### Ziel der Aufgabe
Schreiben Sie aus dem Text zum Führungswechsel bei Ringier den Abschnitt von „Walders Vorgänger Christian“ bis einschließlich „schnell vergessen machen.“ wortgetreu ab.

━━━ Textauszug ━━━

Mit der Medienmitteilung am letzten Donnerstag war die Amtsübergabe bereits vollzogen. Marc Walder, bisher verantwortlich für das Geschäft in der Schweiz und Deutschland, steht ab sofort als CEO an der Spitze des globalen Medienkonzerns Ringier.
Walders Vorgänger Christian Unger schreibt auf seiner Webseite, es sei für ihn der richtige Zeitpunkt, «neue Aufgaben anzunehmen». Auch von offizieller Seite war bisher nichts zu den Gründen für den überraschenden Führungswechsel zu erfahren; nur ein dürres Communiqué ohne Würdigung und Dankesworte für die Leistungen des bisherigen CEO, als wolle man die Ära Unger möglichst schnell vergessen machen.
Der Abgang Ungers überrascht insofern, als dass der bisherige Ringier-CEO bei seinem Amtsantritt 2009, der Sonntagszeitung sagte, «sehr viel länger als nur zwei oder drei Jahre» für Ringier arbeiten zu wollen. Nun waren es nur drei Jahre. Offensichtlich hat Unger die Erwartungen an die Dauer seiner Amtszeit drastisch nach unten korrigiert – oder korrigieren müssen.
Einer der Gründe dafür heisst Marc Walder. Wer den Karriereverlauf des früheren Tennisprofis als Journalist und späterer Manager bei Ringier anschaut, erkennt nur eine Richtung: Nach oben. Nun ist er ganz oben angekommen. Insofern vermag höchstens der Zeitpunkt zu überraschen, nicht aber der Umstand, dass Walder irgendwann an der Spitze von Ringier stehen würde.
Als er vor einem Jahr danach gefragt wurde, ob er als nächstes den Posten von Unger übernehmen werde, beantwortet Walder die Frage ausweichend und sagte nur, dass er sehr glücklich sei und sich «in der spannendsten und zufriedenstellendsten Situation meines Berufslebens» befinde.

━━━ Gespeicherte Daten ━━━

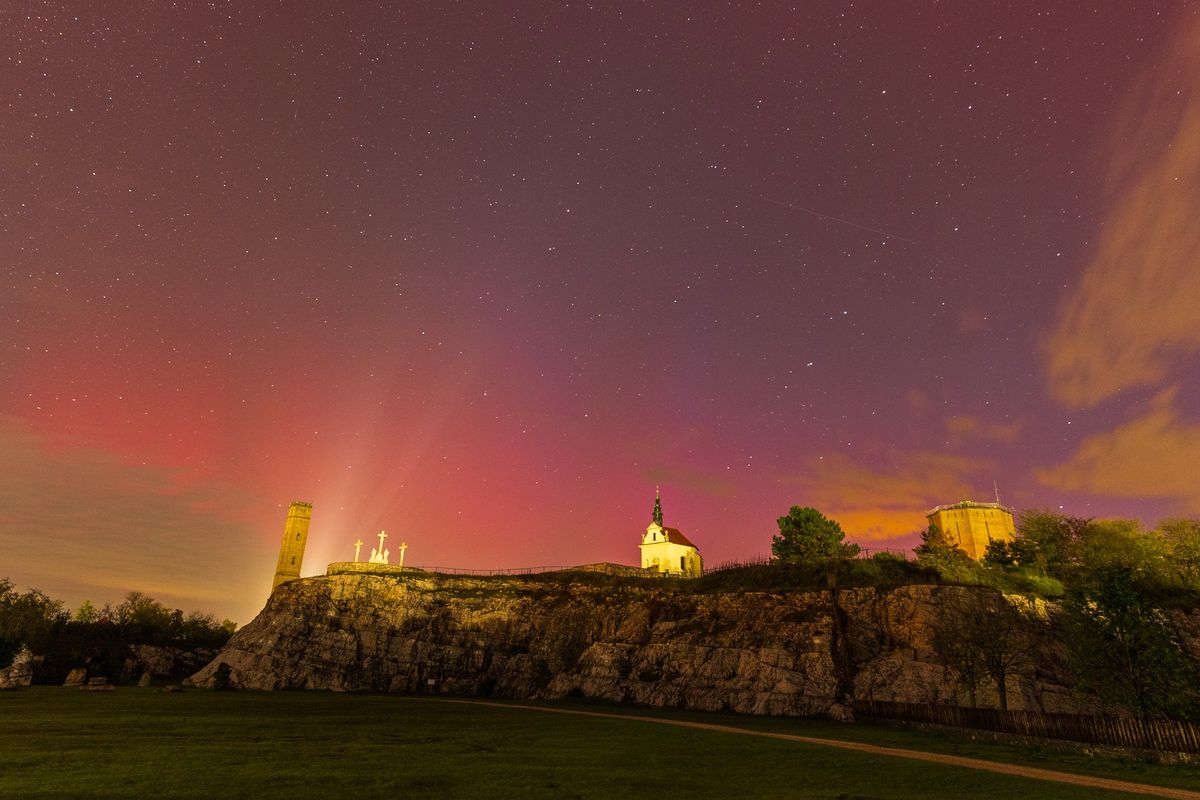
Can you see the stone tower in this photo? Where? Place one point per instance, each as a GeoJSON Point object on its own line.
{"type": "Point", "coordinates": [295, 536]}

━━━

### Ergebnis
Walders Vorgänger Christian Unger schreibt auf seiner Webseite, es sei für ihn der richtige Zeitpunkt, «neue Aufgaben anzunehmen». Auch von offizieller Seite war bisher nichts zu den Gründen für den überraschenden Führungswechsel zu erfahren; nur ein dürres Communiqué ohne Würdigung und Dankesworte für die Leistungen des bisherigen CEO, als wolle man die Ära Unger möglichst schnell vergessen machen.